## START

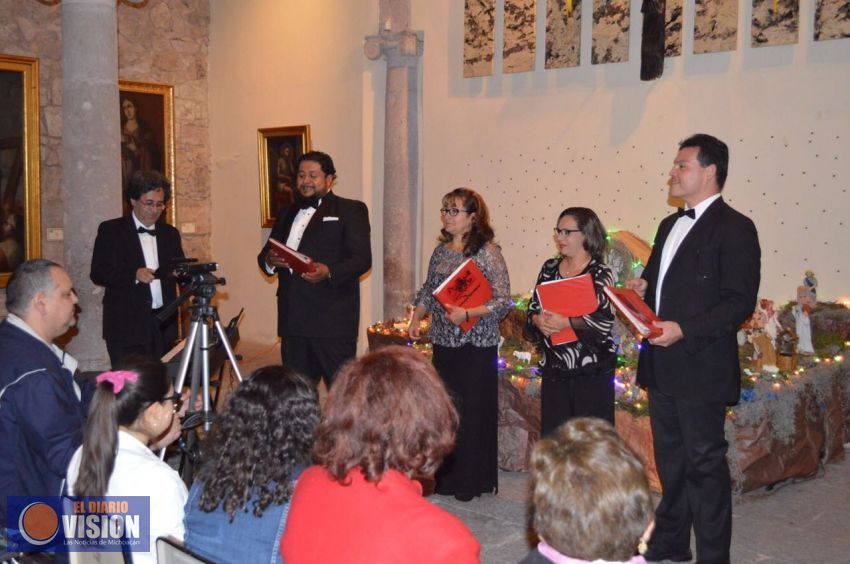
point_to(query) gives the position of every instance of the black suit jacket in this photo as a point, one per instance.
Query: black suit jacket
(127, 304)
(338, 235)
(710, 288)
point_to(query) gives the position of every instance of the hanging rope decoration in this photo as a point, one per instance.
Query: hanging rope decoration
(652, 41)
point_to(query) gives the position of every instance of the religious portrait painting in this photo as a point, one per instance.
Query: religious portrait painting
(147, 134)
(20, 215)
(279, 149)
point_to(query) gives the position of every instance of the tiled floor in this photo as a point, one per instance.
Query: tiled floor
(801, 523)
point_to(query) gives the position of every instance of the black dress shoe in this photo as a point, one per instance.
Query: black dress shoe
(653, 554)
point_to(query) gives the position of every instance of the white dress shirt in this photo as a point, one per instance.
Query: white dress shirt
(151, 261)
(296, 232)
(140, 472)
(680, 230)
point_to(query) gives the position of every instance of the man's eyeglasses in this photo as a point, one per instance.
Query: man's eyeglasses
(177, 399)
(452, 211)
(565, 231)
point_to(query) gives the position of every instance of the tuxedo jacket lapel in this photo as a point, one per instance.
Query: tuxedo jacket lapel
(705, 222)
(133, 244)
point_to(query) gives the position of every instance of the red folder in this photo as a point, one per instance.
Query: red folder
(634, 310)
(466, 287)
(298, 262)
(570, 297)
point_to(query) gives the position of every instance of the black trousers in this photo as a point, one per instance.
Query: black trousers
(587, 392)
(471, 377)
(155, 344)
(316, 357)
(690, 452)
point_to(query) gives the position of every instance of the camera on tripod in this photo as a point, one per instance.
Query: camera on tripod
(191, 268)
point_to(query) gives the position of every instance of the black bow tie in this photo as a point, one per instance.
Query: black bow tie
(311, 202)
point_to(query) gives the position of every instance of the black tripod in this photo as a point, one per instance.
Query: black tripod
(197, 352)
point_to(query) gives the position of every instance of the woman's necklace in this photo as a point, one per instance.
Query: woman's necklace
(568, 270)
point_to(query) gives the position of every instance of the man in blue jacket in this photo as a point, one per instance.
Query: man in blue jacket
(42, 406)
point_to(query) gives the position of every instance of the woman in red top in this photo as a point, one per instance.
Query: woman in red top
(388, 420)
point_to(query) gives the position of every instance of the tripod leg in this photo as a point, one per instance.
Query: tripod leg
(184, 365)
(226, 343)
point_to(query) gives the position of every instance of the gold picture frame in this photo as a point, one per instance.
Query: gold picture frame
(20, 188)
(279, 149)
(147, 135)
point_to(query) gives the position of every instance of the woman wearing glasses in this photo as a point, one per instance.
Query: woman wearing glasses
(577, 376)
(467, 361)
(134, 409)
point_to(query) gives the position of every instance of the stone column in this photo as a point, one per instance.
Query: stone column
(91, 183)
(402, 50)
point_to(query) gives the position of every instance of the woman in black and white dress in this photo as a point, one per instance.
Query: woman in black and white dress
(578, 377)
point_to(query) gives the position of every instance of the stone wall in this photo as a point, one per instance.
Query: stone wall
(166, 42)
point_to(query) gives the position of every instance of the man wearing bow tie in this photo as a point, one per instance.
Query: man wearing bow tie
(319, 312)
(132, 259)
(702, 280)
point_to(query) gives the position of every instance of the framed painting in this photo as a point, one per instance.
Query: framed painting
(147, 135)
(20, 193)
(279, 149)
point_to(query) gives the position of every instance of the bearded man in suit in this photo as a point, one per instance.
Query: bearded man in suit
(133, 259)
(702, 280)
(318, 312)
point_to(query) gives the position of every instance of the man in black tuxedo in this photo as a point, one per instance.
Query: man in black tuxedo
(702, 280)
(319, 312)
(133, 258)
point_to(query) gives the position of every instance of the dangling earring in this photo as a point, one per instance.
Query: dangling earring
(642, 546)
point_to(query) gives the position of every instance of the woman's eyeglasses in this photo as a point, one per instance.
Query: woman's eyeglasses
(177, 399)
(565, 231)
(452, 211)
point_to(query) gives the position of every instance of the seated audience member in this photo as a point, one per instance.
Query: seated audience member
(387, 420)
(591, 498)
(42, 405)
(133, 410)
(257, 448)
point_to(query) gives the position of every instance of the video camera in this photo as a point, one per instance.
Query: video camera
(191, 268)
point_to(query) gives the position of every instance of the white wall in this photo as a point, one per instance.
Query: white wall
(532, 143)
(279, 63)
(597, 136)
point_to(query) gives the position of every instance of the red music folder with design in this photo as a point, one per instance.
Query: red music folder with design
(298, 262)
(570, 297)
(466, 287)
(635, 310)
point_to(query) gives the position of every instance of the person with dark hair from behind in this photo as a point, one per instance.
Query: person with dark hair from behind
(578, 377)
(133, 259)
(42, 402)
(135, 409)
(388, 420)
(591, 497)
(256, 450)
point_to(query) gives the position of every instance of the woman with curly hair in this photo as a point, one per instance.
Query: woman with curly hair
(387, 421)
(253, 456)
(467, 361)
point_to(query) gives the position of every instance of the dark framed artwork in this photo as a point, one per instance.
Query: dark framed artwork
(20, 193)
(279, 149)
(147, 135)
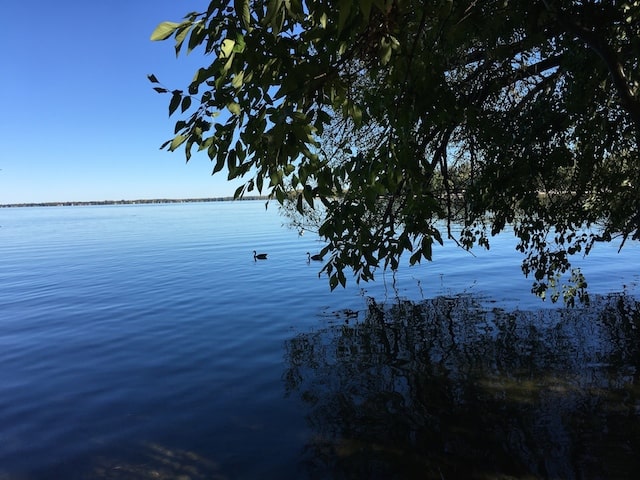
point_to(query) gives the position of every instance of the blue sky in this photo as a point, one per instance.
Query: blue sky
(79, 119)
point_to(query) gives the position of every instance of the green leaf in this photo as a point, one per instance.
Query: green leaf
(177, 141)
(238, 80)
(227, 48)
(175, 101)
(164, 31)
(243, 12)
(186, 103)
(234, 108)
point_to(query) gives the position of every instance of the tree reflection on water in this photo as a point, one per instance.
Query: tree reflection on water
(447, 388)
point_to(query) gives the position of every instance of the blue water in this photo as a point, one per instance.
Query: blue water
(137, 335)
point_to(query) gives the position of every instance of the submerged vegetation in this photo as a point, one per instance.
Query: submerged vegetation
(448, 388)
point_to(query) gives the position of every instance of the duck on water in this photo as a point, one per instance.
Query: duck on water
(259, 256)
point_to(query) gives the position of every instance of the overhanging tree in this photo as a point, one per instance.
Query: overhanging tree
(393, 116)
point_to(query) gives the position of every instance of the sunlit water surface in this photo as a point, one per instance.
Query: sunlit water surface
(144, 341)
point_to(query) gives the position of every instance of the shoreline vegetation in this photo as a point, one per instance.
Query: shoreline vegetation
(132, 202)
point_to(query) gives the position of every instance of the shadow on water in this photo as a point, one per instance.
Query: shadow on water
(448, 389)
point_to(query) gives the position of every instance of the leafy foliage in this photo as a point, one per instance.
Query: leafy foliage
(394, 115)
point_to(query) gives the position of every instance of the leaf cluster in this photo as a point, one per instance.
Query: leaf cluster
(392, 116)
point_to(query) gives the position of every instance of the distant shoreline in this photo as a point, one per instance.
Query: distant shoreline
(131, 202)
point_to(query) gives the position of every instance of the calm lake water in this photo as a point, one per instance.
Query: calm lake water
(144, 341)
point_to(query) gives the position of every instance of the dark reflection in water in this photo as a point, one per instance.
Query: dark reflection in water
(448, 389)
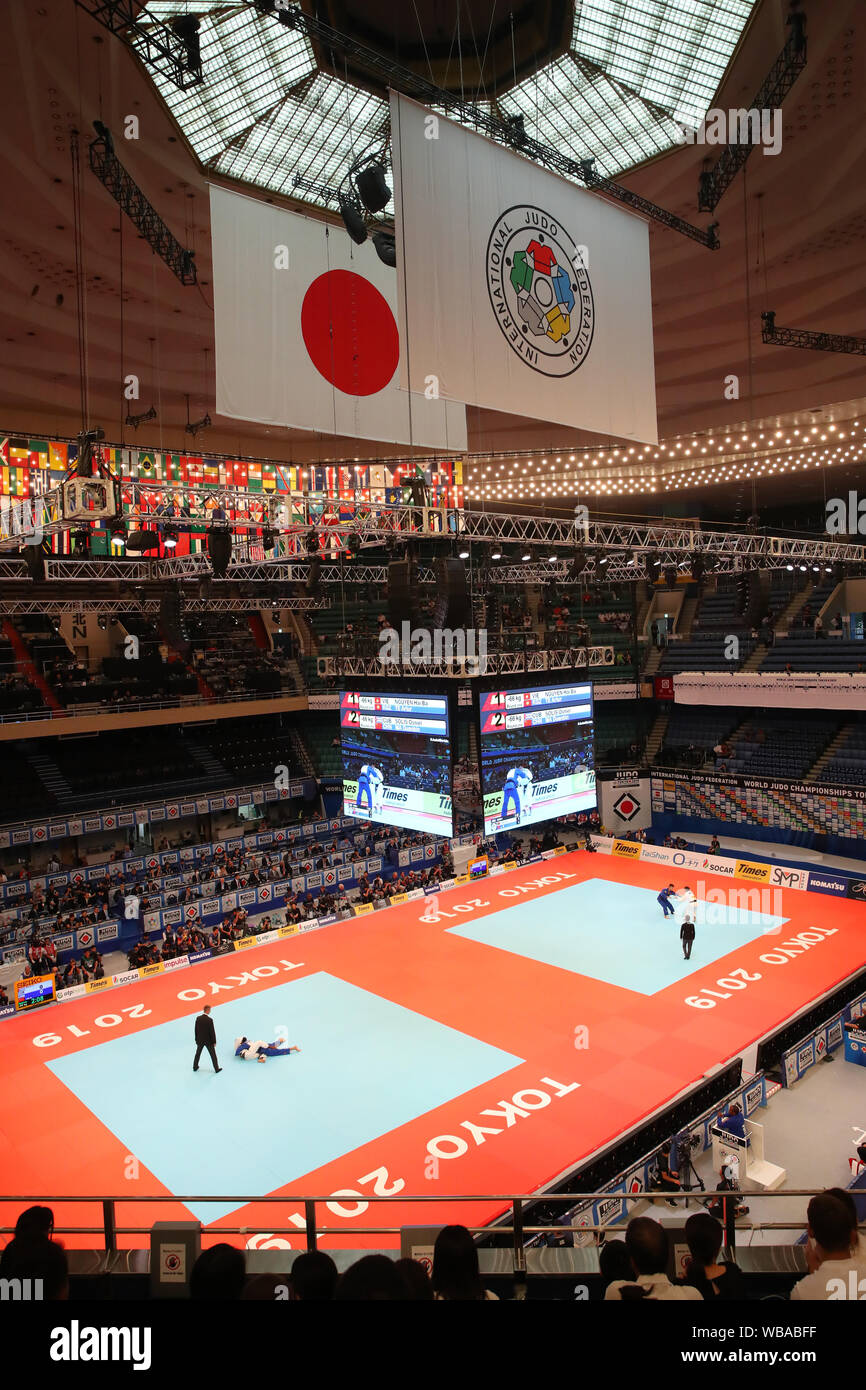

## END

* [Objective]: Find every line in the records that contains the word "earring" and copy each one out.

* [Answer to this exercise]:
point_to(query) gives the position of every instance of the dangling earring in this photo as a point, one per instance.
Query: dangling earring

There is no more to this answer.